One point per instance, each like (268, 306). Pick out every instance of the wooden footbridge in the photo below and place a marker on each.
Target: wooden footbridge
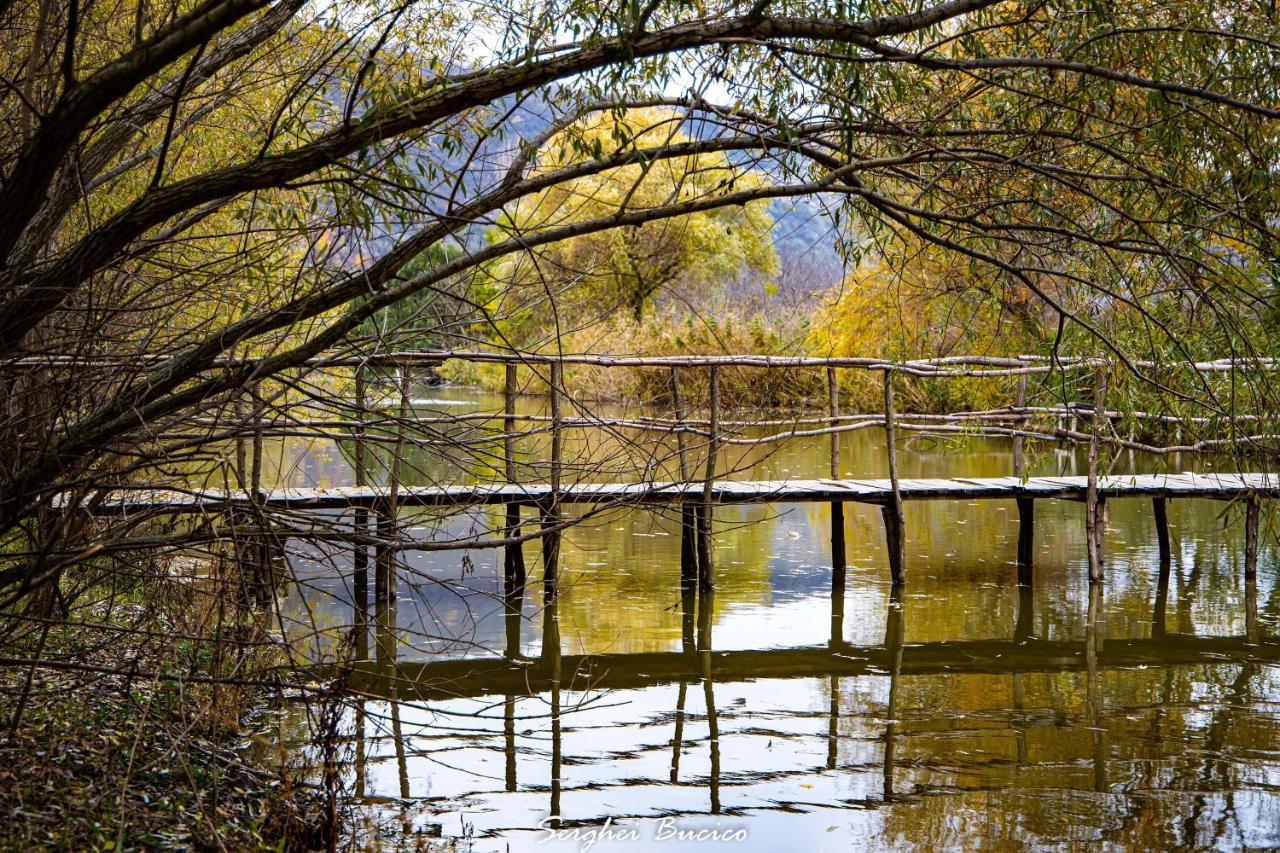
(1072, 410)
(1157, 487)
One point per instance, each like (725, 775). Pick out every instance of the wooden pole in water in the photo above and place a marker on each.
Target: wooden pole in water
(385, 582)
(705, 560)
(551, 515)
(1251, 537)
(892, 511)
(263, 550)
(1160, 510)
(513, 557)
(895, 633)
(688, 512)
(837, 507)
(360, 553)
(1025, 505)
(1093, 502)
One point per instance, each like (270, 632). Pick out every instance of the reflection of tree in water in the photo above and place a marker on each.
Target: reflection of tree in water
(620, 578)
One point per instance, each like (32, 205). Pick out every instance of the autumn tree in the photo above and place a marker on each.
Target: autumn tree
(626, 268)
(199, 196)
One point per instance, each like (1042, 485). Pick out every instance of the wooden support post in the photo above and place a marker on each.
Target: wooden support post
(837, 507)
(688, 511)
(1093, 641)
(385, 582)
(384, 585)
(895, 634)
(1252, 632)
(551, 512)
(264, 570)
(892, 511)
(1025, 505)
(705, 556)
(1025, 541)
(1251, 537)
(513, 555)
(1159, 509)
(1093, 502)
(360, 551)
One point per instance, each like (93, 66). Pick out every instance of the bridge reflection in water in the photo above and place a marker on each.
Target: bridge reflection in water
(1031, 723)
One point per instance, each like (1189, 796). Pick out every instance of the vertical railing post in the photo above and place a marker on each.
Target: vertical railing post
(513, 556)
(892, 511)
(551, 514)
(705, 550)
(1095, 502)
(1025, 505)
(837, 507)
(1251, 538)
(360, 552)
(688, 514)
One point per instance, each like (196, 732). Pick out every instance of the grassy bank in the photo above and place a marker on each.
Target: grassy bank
(128, 731)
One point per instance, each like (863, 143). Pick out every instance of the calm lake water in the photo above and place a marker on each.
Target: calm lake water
(964, 712)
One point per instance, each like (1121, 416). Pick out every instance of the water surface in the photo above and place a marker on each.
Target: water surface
(808, 714)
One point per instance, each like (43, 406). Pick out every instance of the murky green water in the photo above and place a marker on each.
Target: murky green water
(963, 714)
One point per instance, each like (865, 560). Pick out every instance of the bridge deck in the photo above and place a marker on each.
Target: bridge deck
(1211, 486)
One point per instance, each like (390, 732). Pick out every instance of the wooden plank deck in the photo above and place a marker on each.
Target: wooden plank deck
(1180, 486)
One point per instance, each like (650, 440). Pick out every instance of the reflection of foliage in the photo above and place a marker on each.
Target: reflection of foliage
(621, 579)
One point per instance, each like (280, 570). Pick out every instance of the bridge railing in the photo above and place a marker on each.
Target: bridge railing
(1088, 423)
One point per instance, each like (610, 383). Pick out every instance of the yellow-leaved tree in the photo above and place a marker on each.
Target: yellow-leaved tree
(626, 269)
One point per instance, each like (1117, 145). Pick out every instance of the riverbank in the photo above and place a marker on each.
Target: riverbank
(123, 739)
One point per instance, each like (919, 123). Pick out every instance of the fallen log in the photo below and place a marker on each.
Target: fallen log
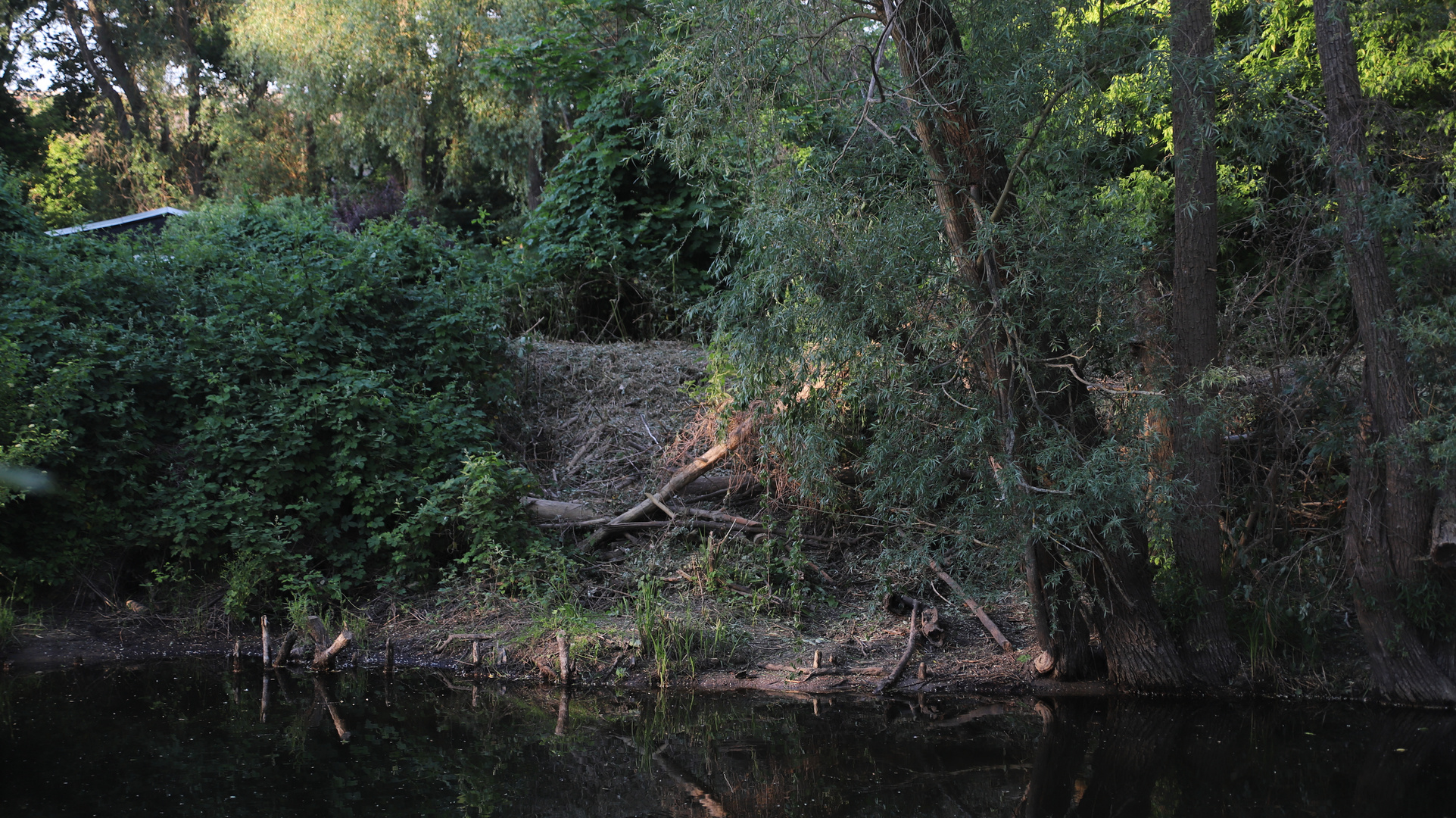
------
*TASK TO COMPLETE*. Lay out all the rows above as a Markdown table with two columns, Number and Line, one numbered entry per line and no blank lines. Leave out the pictures.

*RESPONSE TO THIS TASK*.
| Number | Line |
|---|---|
| 1 | One point per instance, each like (268, 306). Pick out every instance of the wooden footbridge in the photo below and place a marker on each. |
| 2 | Target: wooden footbridge |
| 3 | (1072, 410) |
| 4 | (1157, 487) |
| 5 | One point per instance, each like (725, 775). Pick out every instance of the wooden pole in water in the photo above and place a marker on each. |
| 6 | Target: wooden pole in water |
| 7 | (385, 582) |
| 8 | (705, 560) |
| 9 | (551, 515) |
| 10 | (1251, 537) |
| 11 | (892, 511) |
| 12 | (263, 550) |
| 13 | (1160, 510) |
| 14 | (513, 557) |
| 15 | (895, 633) |
| 16 | (688, 512) |
| 17 | (837, 507) |
| 18 | (360, 553) |
| 19 | (1025, 505) |
| 20 | (1093, 502) |
| 21 | One point per instance, each like (270, 632). Pick out every instance of the reflection of tree in water in the photo above and place a marker on each. |
| 22 | Target: reflection of tree in water |
| 23 | (620, 578) |
| 24 | One point per instance, each like (32, 205). Pick out every instance of the autumn tree in the photo above and place a marker on each. |
| 25 | Target: autumn tree |
| 26 | (626, 268) |
| 27 | (199, 196) |
| 28 | One point per instance, each like (1042, 485). Pick out every instance of the wooden support post in the photo above and place a marker on each. |
| 29 | Target: wooden support post |
| 30 | (837, 507) |
| 31 | (688, 511) |
| 32 | (1093, 641) |
| 33 | (385, 582) |
| 34 | (384, 585) |
| 35 | (895, 634) |
| 36 | (1252, 632) |
| 37 | (551, 512) |
| 38 | (264, 570) |
| 39 | (892, 511) |
| 40 | (1025, 505) |
| 41 | (705, 556) |
| 42 | (1025, 541) |
| 43 | (1251, 537) |
| 44 | (513, 555) |
| 45 | (1159, 509) |
| 46 | (1093, 502) |
| 47 | (360, 551) |
| 48 | One point per instance, each like (93, 66). Pick out every instance of the bridge reflection in water in the photo above and place a marker on each. |
| 49 | Target: bridge reflection in water |
| 50 | (1031, 723) |
| 51 | One point per instance, each like (1189, 796). Pick out every instance of the vertical railing post in the photo above and place a marker on each. |
| 52 | Target: vertical railing post |
| 53 | (513, 556) |
| 54 | (892, 511) |
| 55 | (551, 514) |
| 56 | (705, 550) |
| 57 | (1095, 502) |
| 58 | (1025, 505) |
| 59 | (837, 507) |
| 60 | (1251, 538) |
| 61 | (360, 552) |
| 62 | (688, 514) |
| 63 | One point per instance, each like (196, 732). Pick out every instance of the grassy bank in the photo above and place a marker on each. |
| 64 | Target: grassy bank |
| 65 | (128, 731) |
| 66 | One point per instance, each like (863, 143). Pick out every instance of the calm lake water in the photo above and place a marker on each. |
| 67 | Target: calm lake water |
| 68 | (964, 712) |
| 69 | One point per instance, each like (1121, 416). Pick out every instance of the water surface in the photo above and place a marker on each. |
| 70 | Target: water surface |
| 71 | (808, 714) |
| 72 | One point per instance, each like (43, 406). Pick out every instance of the murky green water in the photo above and place a marker on each. |
| 73 | Target: murky green water |
| 74 | (963, 714) |
| 75 | One point per instance, each like (865, 560). Pick out every instance of the bridge deck in the photo above and place a marker on each. |
| 76 | Target: bridge deck |
| 77 | (1211, 486) |
| 78 | One point per instance, each like (390, 732). Pick out every instance of the wooden plank deck in the photo above and place a marker on each. |
| 79 | Target: wooden plank deck |
| 80 | (1180, 486) |
| 81 | One point per instance, each like (650, 440). Pick out every instance of the reflection of foliage in the photo above and place a marker on each. |
| 82 | Target: reflection of foliage |
| 83 | (621, 579) |
| 84 | One point per instance, each like (280, 570). Pick out every instance of the bridge railing in the photo above and place a marker on each. |
| 85 | Target: bridge railing |
| 86 | (1088, 423) |
| 87 | One point per instance, each like (610, 383). Pick out every instance of the yellow-leaved tree in the photo above and place a marker on each. |
| 88 | Target: yellow-leaved tree |
| 89 | (626, 269) |
| 90 | One point per instance, each like (1117, 145). Pick out every instance of the riverbank in the photo above and place a marker on each. |
| 91 | Target: riverbank |
| 92 | (123, 739) |
| 93 | One point per instance, each like (919, 123). Pick out every instance of the fallen log in the photo below and place a marker on each. |
| 94 | Target: fallen log |